Aim of the exercise
Would you repeat each of the lines below exactly?

Stored items
◆ ◆ ◆

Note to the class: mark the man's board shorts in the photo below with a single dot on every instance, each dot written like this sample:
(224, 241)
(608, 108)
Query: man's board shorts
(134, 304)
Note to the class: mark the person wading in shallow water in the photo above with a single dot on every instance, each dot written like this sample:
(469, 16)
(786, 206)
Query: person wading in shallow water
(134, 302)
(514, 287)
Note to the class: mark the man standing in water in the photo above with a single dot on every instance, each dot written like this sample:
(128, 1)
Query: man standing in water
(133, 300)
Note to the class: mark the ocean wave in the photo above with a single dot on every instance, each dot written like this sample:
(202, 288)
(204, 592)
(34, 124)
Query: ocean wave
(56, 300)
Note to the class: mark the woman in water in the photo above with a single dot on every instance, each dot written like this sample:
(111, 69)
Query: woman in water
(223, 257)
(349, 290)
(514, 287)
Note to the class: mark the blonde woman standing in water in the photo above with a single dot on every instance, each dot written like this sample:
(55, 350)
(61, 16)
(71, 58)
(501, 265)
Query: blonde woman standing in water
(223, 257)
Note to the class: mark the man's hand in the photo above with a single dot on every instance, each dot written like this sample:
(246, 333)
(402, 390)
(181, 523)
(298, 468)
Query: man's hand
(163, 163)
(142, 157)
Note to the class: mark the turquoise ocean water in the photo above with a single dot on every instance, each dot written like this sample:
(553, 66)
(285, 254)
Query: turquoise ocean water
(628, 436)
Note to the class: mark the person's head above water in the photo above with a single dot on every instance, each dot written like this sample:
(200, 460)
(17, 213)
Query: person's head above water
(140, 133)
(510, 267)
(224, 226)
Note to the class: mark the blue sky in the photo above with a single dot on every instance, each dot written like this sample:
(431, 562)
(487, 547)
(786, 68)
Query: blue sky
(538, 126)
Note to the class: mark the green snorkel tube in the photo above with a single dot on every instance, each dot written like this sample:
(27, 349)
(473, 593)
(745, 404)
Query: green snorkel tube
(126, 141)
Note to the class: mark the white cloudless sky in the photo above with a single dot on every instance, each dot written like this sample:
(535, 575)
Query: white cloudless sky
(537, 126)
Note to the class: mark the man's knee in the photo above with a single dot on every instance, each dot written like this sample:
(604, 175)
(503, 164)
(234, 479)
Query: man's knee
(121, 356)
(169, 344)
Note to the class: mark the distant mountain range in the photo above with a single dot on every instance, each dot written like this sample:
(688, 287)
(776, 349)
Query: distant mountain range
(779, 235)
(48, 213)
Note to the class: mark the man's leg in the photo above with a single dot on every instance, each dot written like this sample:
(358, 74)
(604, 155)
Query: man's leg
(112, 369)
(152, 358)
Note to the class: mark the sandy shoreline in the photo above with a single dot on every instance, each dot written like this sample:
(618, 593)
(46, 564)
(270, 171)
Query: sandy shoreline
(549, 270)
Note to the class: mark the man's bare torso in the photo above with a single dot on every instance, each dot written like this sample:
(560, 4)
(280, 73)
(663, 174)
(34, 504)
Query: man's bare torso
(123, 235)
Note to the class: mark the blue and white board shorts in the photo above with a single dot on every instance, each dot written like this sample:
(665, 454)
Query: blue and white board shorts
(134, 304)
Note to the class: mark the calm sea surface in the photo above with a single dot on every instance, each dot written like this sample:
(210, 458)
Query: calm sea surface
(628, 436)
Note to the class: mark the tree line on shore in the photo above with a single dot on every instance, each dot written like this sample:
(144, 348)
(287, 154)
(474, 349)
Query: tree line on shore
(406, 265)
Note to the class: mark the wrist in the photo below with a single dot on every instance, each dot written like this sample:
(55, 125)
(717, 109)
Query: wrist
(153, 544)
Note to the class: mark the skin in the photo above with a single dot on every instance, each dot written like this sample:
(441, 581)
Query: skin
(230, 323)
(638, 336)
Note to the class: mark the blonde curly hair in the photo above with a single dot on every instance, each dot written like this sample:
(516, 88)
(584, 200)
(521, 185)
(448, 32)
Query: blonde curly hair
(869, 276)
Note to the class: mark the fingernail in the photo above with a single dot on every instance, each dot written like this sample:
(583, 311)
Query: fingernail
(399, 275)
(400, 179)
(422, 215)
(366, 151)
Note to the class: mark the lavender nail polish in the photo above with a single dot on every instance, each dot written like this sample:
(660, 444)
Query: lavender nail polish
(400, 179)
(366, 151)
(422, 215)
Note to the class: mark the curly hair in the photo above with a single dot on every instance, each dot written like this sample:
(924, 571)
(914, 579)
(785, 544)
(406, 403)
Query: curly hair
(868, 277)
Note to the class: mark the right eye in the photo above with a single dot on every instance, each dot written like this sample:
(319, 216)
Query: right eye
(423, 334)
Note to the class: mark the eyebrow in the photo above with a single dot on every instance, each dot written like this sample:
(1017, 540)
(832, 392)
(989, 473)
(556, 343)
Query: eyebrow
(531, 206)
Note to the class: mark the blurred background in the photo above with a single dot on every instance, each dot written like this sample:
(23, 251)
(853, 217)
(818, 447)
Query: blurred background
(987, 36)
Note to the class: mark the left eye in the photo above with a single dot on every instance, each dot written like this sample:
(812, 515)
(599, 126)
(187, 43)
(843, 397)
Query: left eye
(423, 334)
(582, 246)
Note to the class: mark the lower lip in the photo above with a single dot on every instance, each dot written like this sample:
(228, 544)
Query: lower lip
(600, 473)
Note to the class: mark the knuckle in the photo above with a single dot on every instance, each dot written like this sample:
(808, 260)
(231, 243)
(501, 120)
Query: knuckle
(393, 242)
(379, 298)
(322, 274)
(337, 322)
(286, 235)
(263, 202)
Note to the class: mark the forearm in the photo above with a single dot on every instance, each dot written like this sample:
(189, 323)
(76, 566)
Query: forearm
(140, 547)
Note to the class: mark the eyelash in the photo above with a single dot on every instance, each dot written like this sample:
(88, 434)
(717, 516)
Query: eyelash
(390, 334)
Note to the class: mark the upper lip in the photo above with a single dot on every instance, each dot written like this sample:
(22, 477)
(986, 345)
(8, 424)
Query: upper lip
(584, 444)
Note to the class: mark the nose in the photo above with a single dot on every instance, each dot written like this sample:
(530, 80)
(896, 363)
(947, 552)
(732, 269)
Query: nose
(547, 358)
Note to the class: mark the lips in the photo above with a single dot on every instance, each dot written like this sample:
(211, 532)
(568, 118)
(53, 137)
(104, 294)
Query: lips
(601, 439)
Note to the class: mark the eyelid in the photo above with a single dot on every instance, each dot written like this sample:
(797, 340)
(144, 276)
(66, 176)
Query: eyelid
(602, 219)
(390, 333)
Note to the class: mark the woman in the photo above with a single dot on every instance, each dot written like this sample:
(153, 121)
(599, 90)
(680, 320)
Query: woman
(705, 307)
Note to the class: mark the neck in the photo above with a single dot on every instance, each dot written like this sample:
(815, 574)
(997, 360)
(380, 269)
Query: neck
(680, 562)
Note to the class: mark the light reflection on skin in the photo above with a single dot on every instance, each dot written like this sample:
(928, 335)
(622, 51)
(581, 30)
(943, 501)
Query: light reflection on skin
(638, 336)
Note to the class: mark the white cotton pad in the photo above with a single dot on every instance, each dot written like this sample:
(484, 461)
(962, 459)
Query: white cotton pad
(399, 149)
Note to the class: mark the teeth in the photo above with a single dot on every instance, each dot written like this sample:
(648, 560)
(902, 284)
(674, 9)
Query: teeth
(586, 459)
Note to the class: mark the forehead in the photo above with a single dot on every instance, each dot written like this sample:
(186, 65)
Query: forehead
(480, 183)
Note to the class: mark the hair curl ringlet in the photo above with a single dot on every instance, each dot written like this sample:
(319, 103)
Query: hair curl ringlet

◆ ◆ ◆

Solution below
Note to the class: mark the man's board shorts in the photo below with a single dot on every instance, each dot written like this sample:
(224, 241)
(608, 108)
Query: man's board shorts
(134, 304)
Note to the class: mark the person wading in shallow water in the photo above with a single dot on every instance, each dot written like this sample:
(469, 16)
(786, 206)
Query: person wading in shallow water
(134, 302)
(514, 287)
Note to the class: mark the man standing in water in the photo above with a single dot on every instance, each dot written like this sample:
(128, 1)
Query: man standing in water
(133, 300)
Note to the class: mark the ocean wave in the photo above with a single dot on every instance, each dot written like this sample:
(202, 288)
(204, 592)
(34, 124)
Query: ocean wave
(56, 300)
Note to the class: mark the woman in water in the photo above with a single dot on every instance, each dot written like this sample:
(111, 69)
Query: woman in water
(223, 257)
(349, 290)
(514, 287)
Note to the class: mark the blonde woman standing in water in the photo above with a single dot on every instance, each dot written like this sample:
(55, 350)
(61, 16)
(71, 58)
(501, 265)
Query: blonde woman standing in water
(223, 257)
Note to the class: mark the man's hand in the photo above with a single dot on every instance, each dot written like this sample:
(246, 333)
(402, 390)
(181, 523)
(298, 468)
Query: man's hand
(163, 163)
(142, 157)
Note to the class: mark the turquoise ocean water in the photo above with a single dot on every instance, each dot written like this sample:
(553, 66)
(285, 254)
Query: turquoise ocean water
(628, 436)
Note to the class: mark the person's head above water in the photo above with a single dot on every instance, each dot written like this sample:
(200, 460)
(17, 213)
Query: person's head above water
(140, 133)
(510, 267)
(224, 226)
Note to the class: mark the blue sky in the photo above with a single dot on every instance, each dot written like this sample:
(431, 562)
(487, 547)
(786, 68)
Query: blue sky
(538, 126)
Note to the class: mark the green snorkel tube in the photo above with a single dot on every instance, each dot written like this sample:
(27, 349)
(473, 593)
(745, 404)
Query: green snorkel tube
(126, 141)
Note to the class: mark the white cloudless sky in the photo above with a single dot on every instance, each dot written like this sample:
(535, 575)
Query: white cloudless sky
(537, 126)
Note to the class: mark the man's knee in the photo above with a single dot on every instance, each dot written like this sample:
(604, 175)
(503, 164)
(234, 479)
Query: man's knee
(121, 356)
(169, 344)
Note to the class: mark the distant mountain range in the photo above with a single dot on every instance, each dot written like this sample:
(688, 287)
(776, 349)
Query: distant mountain range
(779, 235)
(48, 213)
Note to the class: mark the man's leg in the photo above with a single dot on every instance, each dot written like this sample:
(358, 74)
(604, 155)
Query: man's leg
(112, 369)
(152, 358)
Note to the class: mark the sandy shoreline in the photo above with a single dot on every instance, each dot written like this sample:
(618, 593)
(46, 564)
(270, 171)
Query: sandy shoreline
(549, 270)
Note to the class: mark the man's bare torso in the photo above with a single dot on every instance, each dot written like this sample:
(560, 4)
(280, 73)
(663, 174)
(34, 504)
Query: man's bare torso
(123, 235)
Note to the class: mark the blue and white board shorts in the photo above with a single dot on every instance, each dot written like this sample:
(665, 454)
Query: blue and white board shorts
(134, 304)
Note to the class: mark the calm sea surface in the photo above with a single dot on every instance, each dot written like this sample:
(210, 458)
Query: calm sea surface
(628, 436)
Note to the class: mark the tree line on shore in the photo above with a single dot on every instance, each dot written like this sample:
(144, 348)
(287, 154)
(474, 349)
Query: tree line on shore
(406, 265)
Note to the class: mark the wrist in the photo below with a single dot on every instance, each dot written like this sample:
(55, 125)
(717, 109)
Query: wrist
(153, 544)
Note to the class: mark the skin in the photo above with a single dot on every instance, each dot written like this sample:
(441, 581)
Query: skin
(230, 323)
(638, 336)
Note to the class: mark the blonde curly hair in the photo above with a single dot on every instance, each dot written like this sample:
(516, 88)
(584, 200)
(521, 185)
(448, 32)
Query: blonde curly hair
(869, 276)
Note to the class: mark the fingernail in the photo above with a single dot on every instance, each dot written like this sample:
(583, 311)
Query: fingernail
(399, 275)
(400, 179)
(422, 215)
(366, 151)
Note to the class: mark the lavender nail polish in the photo above with a single dot on every instance, each dot written like this sample:
(660, 444)
Query: lavender nail polish
(400, 179)
(366, 151)
(422, 215)
Note to the class: mark the curly hair in the photo above with a single dot on every instance, each dot written like this sample:
(924, 571)
(914, 579)
(785, 544)
(406, 403)
Query: curly hair
(868, 277)
Note to the class: mark the right eye in the photo above with a single dot on every instance, each dot written like this sample:
(319, 216)
Query: right eye
(423, 334)
Note to the class: mark the eyebrow in the photo above with a single dot on every instance, each dot written like this sample:
(1017, 540)
(832, 392)
(989, 473)
(556, 343)
Query: eyebrow
(531, 206)
Note to the class: mark the blurred background in the photo above with a single dot on every instance, each dot written like this sample:
(23, 251)
(853, 217)
(818, 447)
Query: blurred background
(987, 36)
Note to the class: mark the left eye in the photo above with a single dot on every instance, each dot written like this sample:
(812, 515)
(599, 126)
(187, 43)
(843, 397)
Query: left eye
(423, 334)
(582, 246)
Note to the class: mark the lower lip in the photo above with a single dot on every instance, each dot written like this sample:
(228, 544)
Query: lower lip
(600, 473)
Note to the class: mark the knuckle in the photo above with a single dot on every instance, each dot written like this sample:
(808, 260)
(231, 243)
(501, 120)
Query: knuckle
(393, 242)
(379, 298)
(322, 274)
(337, 322)
(286, 235)
(263, 202)
Note to the class: mark the forearm in the photo above with a single dot on every instance, each dot written like this sample:
(189, 323)
(76, 566)
Query: forearm
(140, 547)
Note to the class: mark the eyelash in the photo above with a single dot on every instance, each dot written like this sample:
(88, 434)
(717, 516)
Query: eyelash
(390, 334)
Note to the class: mark the upper lip in the photo above with a single dot on every instance, each dot written like this sample:
(22, 477)
(986, 345)
(8, 424)
Query: upper lip
(584, 444)
Note to the class: mark the nose in the photo above with a single dot on every instance, each dot written like this sample:
(530, 80)
(896, 363)
(947, 552)
(732, 269)
Query: nose
(547, 358)
Note to the class: mark the lips in the photo above with a single dot on every instance, each dot written like this sample:
(211, 532)
(568, 118)
(53, 137)
(104, 294)
Query: lips
(601, 439)
Note to the class: mark the eyelid in the photo above with a single dot on every instance, each dot written like this sample:
(797, 340)
(144, 276)
(66, 176)
Query: eyelid
(602, 219)
(390, 333)
Note to the class: mark the woman in the photo above with a single dot on every instance, each dot written like this sample:
(153, 121)
(599, 90)
(680, 320)
Query: woman
(705, 307)
Note to the class: mark the neck in the photo above with a single dot on every instance, each dot written like this sample:
(815, 574)
(997, 360)
(380, 269)
Query: neck
(680, 562)
Note to the class: mark the light reflection on skin in the photo above with a single dot on every instance, each dot written like this sample:
(928, 335)
(622, 51)
(581, 30)
(943, 501)
Query: light reflection on skin
(638, 336)
Note to the class: mark the white cotton pad in the photo above with a single dot on every instance, each dot written like this sample:
(484, 461)
(962, 459)
Query: white cotton pad
(399, 149)
Note to the class: mark the teeth in the photo above with a single dot on every instance, each dot written like this sample:
(648, 560)
(902, 284)
(674, 9)
Query: teeth
(586, 459)
Note to the class: mark the forehead in the photo above with a single dot on every instance, each dot written like this sample:
(186, 65)
Query: forehead
(480, 183)
Note to the class: mark the hair curl ringlet in the photo above with a single dot on every instance, each dot written like this sample:
(319, 103)
Query: hair curl ringlet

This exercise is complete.